Document section

+ + + +

One of the most popular, nutrition-based fears among health-conscious consumers surrounds genetically modified organisms (GMOs) or genetically engineered foods. This sounds like a reasonable concern, right? Eating an ear of corn that has had its genetics "modified" by technology seems terrifyingly unnatural to most people. After all, 38 countries prohibit cultivation of genetically engineered crops!. But America is not one of them.
GMOs are often created by inserting genetic material from one species into another with the help of laboratory techniques. Again, that can sound a little suspect to the average person.
But are GMOs really worth worrying about? Let's find out.
The History of GMOs
First, let's hop into a GMO time machine: Humans have been modifying plants and crops for thousands of years. In fact, the genetic modification of sweet potatoes begin roughly 8,000 years ago.
So although time has allowed for technological advancements, genetic modification has taken place for thousands of years, well before anyone reading this article was around.
Flash forward to the mid-1900s. Genetically engineered food is now commercialized and has become publicly available for purchase. Our current technology allows for very careful transfer of DNA from one species to another species, rather than using the traditional process of non-human intervention. The latter "may produce a greater range of non-controllable modifications" . Really, that's at heart of why GMOs have become a modern necessity in our food supply.

+ + + +

Activity list
**a)** Answer these questions about the GMO article:
(i) How many countries prohibit cultivation of genetically engineered crops?
(ii) Roughly how long ago did the genetic modification of sweet potatoes begin?
(iii) When did genetically engineered food become commercialized?
**b)** Continue the article on GMOs, starting after its last sentence.

(Stored entries)
+ + + +

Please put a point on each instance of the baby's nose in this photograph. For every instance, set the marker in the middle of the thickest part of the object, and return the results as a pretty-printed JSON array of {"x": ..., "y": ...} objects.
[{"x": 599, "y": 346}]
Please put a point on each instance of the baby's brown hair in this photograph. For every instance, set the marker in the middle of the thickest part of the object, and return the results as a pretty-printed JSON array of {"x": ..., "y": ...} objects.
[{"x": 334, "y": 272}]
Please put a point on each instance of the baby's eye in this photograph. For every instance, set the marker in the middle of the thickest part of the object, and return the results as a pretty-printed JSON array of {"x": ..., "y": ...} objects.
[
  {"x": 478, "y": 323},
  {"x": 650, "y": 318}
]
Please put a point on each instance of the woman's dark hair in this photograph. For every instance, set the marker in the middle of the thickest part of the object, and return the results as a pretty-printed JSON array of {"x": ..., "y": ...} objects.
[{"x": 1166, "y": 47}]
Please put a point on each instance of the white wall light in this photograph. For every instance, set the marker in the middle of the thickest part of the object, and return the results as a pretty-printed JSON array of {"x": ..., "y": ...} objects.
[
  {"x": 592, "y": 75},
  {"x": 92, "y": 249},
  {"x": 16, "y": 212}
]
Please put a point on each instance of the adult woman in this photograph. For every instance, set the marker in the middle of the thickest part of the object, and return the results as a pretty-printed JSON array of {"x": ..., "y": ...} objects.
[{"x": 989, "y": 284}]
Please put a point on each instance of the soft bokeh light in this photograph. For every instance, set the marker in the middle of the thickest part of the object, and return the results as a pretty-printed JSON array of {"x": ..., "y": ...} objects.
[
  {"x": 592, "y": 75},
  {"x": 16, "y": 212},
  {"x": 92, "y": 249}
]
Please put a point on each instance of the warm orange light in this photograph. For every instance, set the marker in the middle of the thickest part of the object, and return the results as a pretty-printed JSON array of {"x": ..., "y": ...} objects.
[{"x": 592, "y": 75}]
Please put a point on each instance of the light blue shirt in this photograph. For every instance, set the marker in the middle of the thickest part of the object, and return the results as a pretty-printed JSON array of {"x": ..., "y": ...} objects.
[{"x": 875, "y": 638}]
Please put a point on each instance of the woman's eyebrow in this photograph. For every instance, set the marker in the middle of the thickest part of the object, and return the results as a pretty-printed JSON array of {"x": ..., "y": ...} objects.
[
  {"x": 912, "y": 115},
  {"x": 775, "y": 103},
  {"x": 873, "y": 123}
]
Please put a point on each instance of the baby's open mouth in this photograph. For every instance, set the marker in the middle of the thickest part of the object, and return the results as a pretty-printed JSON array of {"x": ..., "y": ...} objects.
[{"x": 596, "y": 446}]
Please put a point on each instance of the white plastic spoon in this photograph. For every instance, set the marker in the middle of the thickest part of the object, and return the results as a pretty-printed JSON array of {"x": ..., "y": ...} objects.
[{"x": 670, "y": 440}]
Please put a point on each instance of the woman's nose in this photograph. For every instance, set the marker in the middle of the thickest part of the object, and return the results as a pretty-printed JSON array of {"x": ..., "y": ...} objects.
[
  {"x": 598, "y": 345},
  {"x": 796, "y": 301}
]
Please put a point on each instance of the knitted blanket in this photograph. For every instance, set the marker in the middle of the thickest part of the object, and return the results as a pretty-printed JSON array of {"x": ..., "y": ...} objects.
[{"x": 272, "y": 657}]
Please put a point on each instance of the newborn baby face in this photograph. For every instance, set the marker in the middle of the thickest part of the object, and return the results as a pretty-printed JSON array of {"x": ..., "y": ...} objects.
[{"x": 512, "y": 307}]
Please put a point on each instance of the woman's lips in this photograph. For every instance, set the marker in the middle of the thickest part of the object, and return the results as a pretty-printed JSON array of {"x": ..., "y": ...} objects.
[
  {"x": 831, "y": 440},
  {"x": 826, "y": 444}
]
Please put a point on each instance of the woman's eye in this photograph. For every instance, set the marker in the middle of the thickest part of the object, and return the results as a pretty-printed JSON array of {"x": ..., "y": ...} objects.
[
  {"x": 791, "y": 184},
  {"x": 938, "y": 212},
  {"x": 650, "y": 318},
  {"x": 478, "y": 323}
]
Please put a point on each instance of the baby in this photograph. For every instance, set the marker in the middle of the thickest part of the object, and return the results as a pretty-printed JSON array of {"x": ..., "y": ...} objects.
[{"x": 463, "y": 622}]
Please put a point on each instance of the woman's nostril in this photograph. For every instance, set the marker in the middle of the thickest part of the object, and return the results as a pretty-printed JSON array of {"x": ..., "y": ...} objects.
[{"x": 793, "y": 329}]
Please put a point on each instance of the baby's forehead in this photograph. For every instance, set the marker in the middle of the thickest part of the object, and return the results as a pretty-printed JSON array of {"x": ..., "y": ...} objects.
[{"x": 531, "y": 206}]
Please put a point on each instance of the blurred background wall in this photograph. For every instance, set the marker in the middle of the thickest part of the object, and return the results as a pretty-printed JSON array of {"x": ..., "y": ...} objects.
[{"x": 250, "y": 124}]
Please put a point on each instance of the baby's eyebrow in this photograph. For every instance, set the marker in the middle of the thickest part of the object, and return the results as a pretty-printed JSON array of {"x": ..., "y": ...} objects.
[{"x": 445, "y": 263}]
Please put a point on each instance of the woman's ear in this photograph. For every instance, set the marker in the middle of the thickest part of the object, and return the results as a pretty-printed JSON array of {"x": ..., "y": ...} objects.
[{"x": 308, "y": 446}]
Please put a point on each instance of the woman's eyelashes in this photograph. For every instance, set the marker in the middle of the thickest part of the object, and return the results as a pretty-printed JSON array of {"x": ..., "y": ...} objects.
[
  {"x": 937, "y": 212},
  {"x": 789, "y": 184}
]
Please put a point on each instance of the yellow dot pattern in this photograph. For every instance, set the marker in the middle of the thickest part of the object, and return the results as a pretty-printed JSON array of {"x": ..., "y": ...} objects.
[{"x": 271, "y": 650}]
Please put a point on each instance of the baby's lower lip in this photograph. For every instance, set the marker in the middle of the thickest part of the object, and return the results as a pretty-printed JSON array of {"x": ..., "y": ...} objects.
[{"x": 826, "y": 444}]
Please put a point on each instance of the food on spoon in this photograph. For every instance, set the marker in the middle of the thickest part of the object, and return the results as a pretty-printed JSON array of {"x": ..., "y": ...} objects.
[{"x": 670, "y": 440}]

+ + + +

Set of answers
**a)**
(i) 38 countries
(ii) Roughly 8,000 years ago
(iii) In the mid-1900s

**b)**
Humans are taking over the earth, and they're coming in quick, and coming in hungry. Unfortunately, providing enough food to feed mankind is a massive challenge, and losing crops to herbicides and insects doesn't help one bit.
This is where GMOs are a huge help. Careful genetic modification of food helps crop and yield production go up, partially by increasing herbicide tolerance and decreasing destruction by pesky insects. As added bonuses, GMOs often increase nutritional value and reduce toxin content that is carcinogenic to humans and animals.
The result: a given area can now provide 3,000 times more food than it could 10,000 years ago. The total area used to grow genetically engineered crops increased from 1.7 million hectare (one square kilometer) in 1997 to 185.1 million hectares in 2016.
Popular GMO foods on the market include Corn, Soybeans, Wheat, Potatoes, Squash, Apples, Alfalfa and Salmon. GMOs aren't just in foods, either. Many antibiotics (such as insulin as well as many common treatments for cancer) are genetically modified. GMOs are used to make many of our clothes and cleaning supplies.
So, are you actually avoiding genetic modification? Probably not. And this begs a bigger question.
Are GMOs Safe for Humans?
I feel confident answering yes to this question. To date, there are no human studies that have demonstrated negative health effects that can be directly linked to the consumption of genetically engineered food.
From a 2018 New York Times article on the topic:
Although about 90 percent of scientists believe G.M.O.s are safe — a view endorsed by the American Medical Association, the National Academy of Sciences, the American Association for the Advancement of Science and the World Health Organization—only slightly more than a third of consumers share this belief....It is not possible to prove a food is safe, only to say that no hazard has been shown to exist.
Here is an excerpt from a statement by the Academy of Nutrition and Dietetics published in 2018: "Evidence from primary human studies did not reveal any clear association between adverse human effects and human consumption of either plant or animal foods produced using engineering technologies."
This leads to another question: why are GMOs portrayed in such a negative light?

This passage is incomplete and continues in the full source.